(Saved entries)
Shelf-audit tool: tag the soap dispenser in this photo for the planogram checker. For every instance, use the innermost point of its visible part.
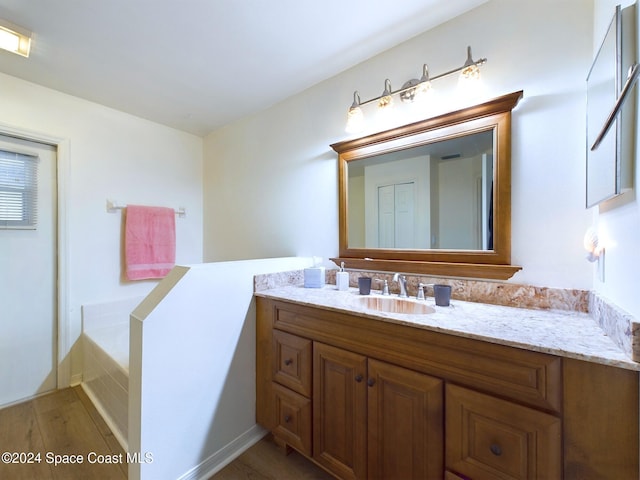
(342, 278)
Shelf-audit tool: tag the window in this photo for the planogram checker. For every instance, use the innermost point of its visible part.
(18, 190)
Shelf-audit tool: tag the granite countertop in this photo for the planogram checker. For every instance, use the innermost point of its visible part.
(559, 332)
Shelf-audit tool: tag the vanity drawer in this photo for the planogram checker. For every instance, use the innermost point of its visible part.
(532, 378)
(293, 418)
(495, 439)
(292, 362)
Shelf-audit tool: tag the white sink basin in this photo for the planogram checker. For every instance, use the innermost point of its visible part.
(395, 305)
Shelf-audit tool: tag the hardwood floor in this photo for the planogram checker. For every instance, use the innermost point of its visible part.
(66, 423)
(266, 461)
(61, 423)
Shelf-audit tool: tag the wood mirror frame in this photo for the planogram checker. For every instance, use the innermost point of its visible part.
(491, 264)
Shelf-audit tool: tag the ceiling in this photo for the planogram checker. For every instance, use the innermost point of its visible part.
(196, 65)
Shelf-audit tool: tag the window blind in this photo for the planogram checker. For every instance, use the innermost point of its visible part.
(18, 190)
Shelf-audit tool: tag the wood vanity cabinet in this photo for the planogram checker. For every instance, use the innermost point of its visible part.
(365, 398)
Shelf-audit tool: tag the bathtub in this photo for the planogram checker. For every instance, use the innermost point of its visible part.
(105, 377)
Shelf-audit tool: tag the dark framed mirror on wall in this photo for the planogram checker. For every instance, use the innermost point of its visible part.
(432, 197)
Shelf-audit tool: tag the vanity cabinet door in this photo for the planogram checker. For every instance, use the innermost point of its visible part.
(405, 429)
(490, 438)
(340, 411)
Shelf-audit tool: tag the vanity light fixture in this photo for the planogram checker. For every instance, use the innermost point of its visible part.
(355, 118)
(412, 90)
(592, 245)
(14, 39)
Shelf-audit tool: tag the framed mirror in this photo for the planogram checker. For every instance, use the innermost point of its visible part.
(432, 197)
(610, 127)
(603, 141)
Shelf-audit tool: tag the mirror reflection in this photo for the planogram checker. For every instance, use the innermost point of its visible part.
(433, 196)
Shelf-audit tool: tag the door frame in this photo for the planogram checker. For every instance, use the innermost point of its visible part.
(64, 342)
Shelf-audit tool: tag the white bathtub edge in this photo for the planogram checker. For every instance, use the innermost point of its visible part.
(225, 455)
(124, 443)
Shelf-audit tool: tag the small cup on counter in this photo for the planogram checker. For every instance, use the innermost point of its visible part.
(364, 285)
(442, 293)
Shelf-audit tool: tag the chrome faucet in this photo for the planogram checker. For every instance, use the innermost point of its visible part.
(402, 282)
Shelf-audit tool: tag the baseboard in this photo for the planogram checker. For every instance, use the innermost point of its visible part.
(124, 442)
(225, 455)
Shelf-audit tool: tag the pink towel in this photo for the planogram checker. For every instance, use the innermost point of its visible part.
(150, 241)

→ **DIRECTIONS**
The lines to set down, exactly and with both ends included, run from the one containing "Shelf-audit tool: tag the pink" to the last line of the data above.

→ **REPLY**
Shelf-audit tool: tag the pink towel in this photo for the planogram checker. For every instance, use the innermost point of its visible part.
(150, 241)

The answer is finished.